:: Prompt ::
Extract all of the entries and give them again, word for word.

(Stored data entries)
• • •

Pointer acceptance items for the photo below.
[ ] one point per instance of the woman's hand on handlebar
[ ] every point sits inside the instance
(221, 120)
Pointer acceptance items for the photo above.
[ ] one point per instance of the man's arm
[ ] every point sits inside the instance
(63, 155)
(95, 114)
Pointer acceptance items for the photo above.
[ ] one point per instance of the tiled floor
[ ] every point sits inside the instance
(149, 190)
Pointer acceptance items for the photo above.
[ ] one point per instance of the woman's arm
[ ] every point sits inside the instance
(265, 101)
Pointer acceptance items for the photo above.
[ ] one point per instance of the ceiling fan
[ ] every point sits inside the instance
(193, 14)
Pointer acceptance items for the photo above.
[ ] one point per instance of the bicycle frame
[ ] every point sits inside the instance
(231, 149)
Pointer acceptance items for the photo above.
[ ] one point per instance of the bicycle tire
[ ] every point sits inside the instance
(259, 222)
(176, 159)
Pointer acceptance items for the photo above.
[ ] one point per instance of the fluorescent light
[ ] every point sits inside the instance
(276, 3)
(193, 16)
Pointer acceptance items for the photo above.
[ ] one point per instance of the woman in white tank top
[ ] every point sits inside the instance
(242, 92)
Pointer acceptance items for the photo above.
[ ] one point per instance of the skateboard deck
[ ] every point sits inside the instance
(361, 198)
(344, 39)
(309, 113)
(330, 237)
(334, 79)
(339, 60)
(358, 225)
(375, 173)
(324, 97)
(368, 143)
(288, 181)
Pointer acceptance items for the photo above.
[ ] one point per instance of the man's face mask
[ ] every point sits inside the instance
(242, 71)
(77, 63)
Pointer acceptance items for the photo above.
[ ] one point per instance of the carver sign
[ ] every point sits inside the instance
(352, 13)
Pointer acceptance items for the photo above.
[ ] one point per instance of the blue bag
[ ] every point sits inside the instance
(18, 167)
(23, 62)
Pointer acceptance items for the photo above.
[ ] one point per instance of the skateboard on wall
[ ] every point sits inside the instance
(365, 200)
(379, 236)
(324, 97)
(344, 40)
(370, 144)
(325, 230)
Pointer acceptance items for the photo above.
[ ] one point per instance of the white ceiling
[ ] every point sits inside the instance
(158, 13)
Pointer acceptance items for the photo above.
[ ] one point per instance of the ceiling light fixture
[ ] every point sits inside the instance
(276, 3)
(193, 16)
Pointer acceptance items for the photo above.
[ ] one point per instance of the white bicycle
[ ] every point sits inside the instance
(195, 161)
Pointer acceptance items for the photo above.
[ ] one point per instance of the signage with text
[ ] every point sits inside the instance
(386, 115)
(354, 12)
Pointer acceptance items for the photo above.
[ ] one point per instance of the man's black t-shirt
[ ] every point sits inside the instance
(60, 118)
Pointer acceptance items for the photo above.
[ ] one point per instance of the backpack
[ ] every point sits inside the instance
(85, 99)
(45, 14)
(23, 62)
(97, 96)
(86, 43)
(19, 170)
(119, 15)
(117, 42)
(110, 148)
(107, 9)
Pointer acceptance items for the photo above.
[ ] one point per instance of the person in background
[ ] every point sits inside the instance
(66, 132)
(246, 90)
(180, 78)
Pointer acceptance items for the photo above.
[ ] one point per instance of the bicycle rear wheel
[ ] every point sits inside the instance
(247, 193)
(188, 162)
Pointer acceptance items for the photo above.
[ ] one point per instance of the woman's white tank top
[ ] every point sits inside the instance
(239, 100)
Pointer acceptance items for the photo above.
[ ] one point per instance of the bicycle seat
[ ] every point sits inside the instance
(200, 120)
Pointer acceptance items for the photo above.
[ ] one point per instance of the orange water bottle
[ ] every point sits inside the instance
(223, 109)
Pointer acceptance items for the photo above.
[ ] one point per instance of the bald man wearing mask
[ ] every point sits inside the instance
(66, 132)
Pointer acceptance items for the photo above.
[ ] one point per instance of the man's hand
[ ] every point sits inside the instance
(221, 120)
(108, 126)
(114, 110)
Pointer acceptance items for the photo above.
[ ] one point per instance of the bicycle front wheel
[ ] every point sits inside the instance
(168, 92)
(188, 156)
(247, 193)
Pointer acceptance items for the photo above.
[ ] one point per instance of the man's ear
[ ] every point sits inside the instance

• • •

:: Solution for this task ::
Pointer acceptance items for the photo below.
[ ] one point per instance of the woman's hand on handlebar
[ ] every point sits inside the instance
(221, 120)
Pointer acceptance items for the photo above.
[ ] one point per instance of the man's arm
[ ] every point sits inside the instance
(63, 155)
(95, 114)
Pointer acceptance items for the photo above.
[ ] one point per instance of the tiled floor
[ ] every point sits inside the instance
(149, 190)
Pointer acceptance items for the photo above.
[ ] one point per instance of the woman's arm
[ ] every point sits inside the instance
(265, 101)
Pointer acceptance items for the photo above.
[ ] one point per instance of the ceiling fan
[ ] every point sits inside the instance
(193, 14)
Pointer acceptance items for the photo above.
[ ] one point per instance of the bicycle frame
[ ] every point sits inside the instance
(231, 149)
Pointer acceptance items for the photo above.
[ ] one point per instance of the bicycle tire
[ ] every point sits inside the instance
(259, 222)
(176, 159)
Pointer acceptance items for the photo above.
[ ] one point per instance of the fluorescent light
[ ] every point sits inside the instance
(276, 3)
(193, 16)
Pointer acceptance items for the photo above.
[ ] one point per instance of the woman in white tank top
[ ] every point sits inside the instance
(242, 92)
Pointer acceptance items for the photo above.
[ ] one point per instance of the skateboard deck
[ ] every point sits inside the instance
(361, 198)
(344, 39)
(309, 113)
(330, 237)
(334, 79)
(339, 60)
(358, 225)
(375, 173)
(324, 97)
(368, 143)
(288, 181)
Pointer acceptance items for the photo above.
[ ] one point per instance of the man's face mask
[ ] every point sits inside the instance
(242, 71)
(77, 63)
Pointer acceptance items for the photo above.
[ ] one point per instance of the carver sign
[ ] every point sits inside the instance
(352, 13)
Pointer acceptance items for the photo above.
[ ] one point per instance of the blue bag
[ ] every point sits inside the instance
(18, 167)
(23, 62)
Pointer acceptance items for the photo above.
[ ] one point per instance of the skateboard on wall
[ ] every point sits inside the instance
(365, 200)
(379, 236)
(324, 97)
(344, 40)
(370, 144)
(325, 230)
Pointer acceptance items for the photo above.
[ ] one point per instance of the white ceiling
[ ] every point sits inside the instance
(158, 13)
Pointer acceptance items for the photo above.
[ ] one point per instance of the ceiling light fixture
[ ] every point sits inside the instance
(276, 3)
(193, 16)
Pointer acceptance items for the photo above.
[ ] one point per instance of the white bicycle
[ ] every point sits inside the instance
(195, 161)
Pointer acceptance items for the photo above.
[ ] one point per instance of the signage with text
[ ] every point sits inside the instance
(386, 115)
(354, 12)
Pointer acceptance items for the photo above.
[ ] one point per instance of the man's black t-shirt
[ ] every point sits inside the instance
(60, 118)
Pointer acceptance items for the photo above.
[ ] one point per instance of the backpack
[ ] every point sits inside the instance
(85, 99)
(45, 14)
(23, 62)
(97, 96)
(86, 43)
(19, 170)
(119, 15)
(117, 42)
(110, 148)
(107, 9)
Pointer acceptance items for the photo above.
[ ] one point per instance of the person in background
[ ] every point sits inside the instance
(66, 132)
(246, 90)
(180, 78)
Pointer acceptance items for the photo above.
[ ] one point per instance of the bicycle rear wheel
[ ] every point sits inside the instance
(247, 193)
(188, 162)
Pointer acceptance items for the photo above.
[ ] one point per instance of the woman's white tank top
[ ] every point sits inside the instance
(239, 100)
Pointer acceptance items for the photo above.
[ ] one point per instance of the bicycle seat
[ ] every point sits inside the instance
(200, 120)
Pointer acceptance items for the photo above.
[ ] one point per instance of the orange water bottle
[ ] every point sits inside the instance
(223, 109)
Pointer acceptance items for the photo above.
[ ] one point per instance of the bald man wearing mask
[ ] every point sits inside the instance
(66, 132)
Pointer acceptance items for the photo above.
[ ] one point per instance of the man's hand
[ ] every point sits inside the instance
(221, 120)
(108, 126)
(114, 110)
Pointer acceptance items for the photo above.
[ ] one point per instance of the bicycle front wheel
[ ] every point sits inside the instance
(168, 92)
(188, 156)
(247, 193)
Pointer acceptance items for the photo above.
[ ] one point per instance of the man's ear
[ ] every point sits inside the instance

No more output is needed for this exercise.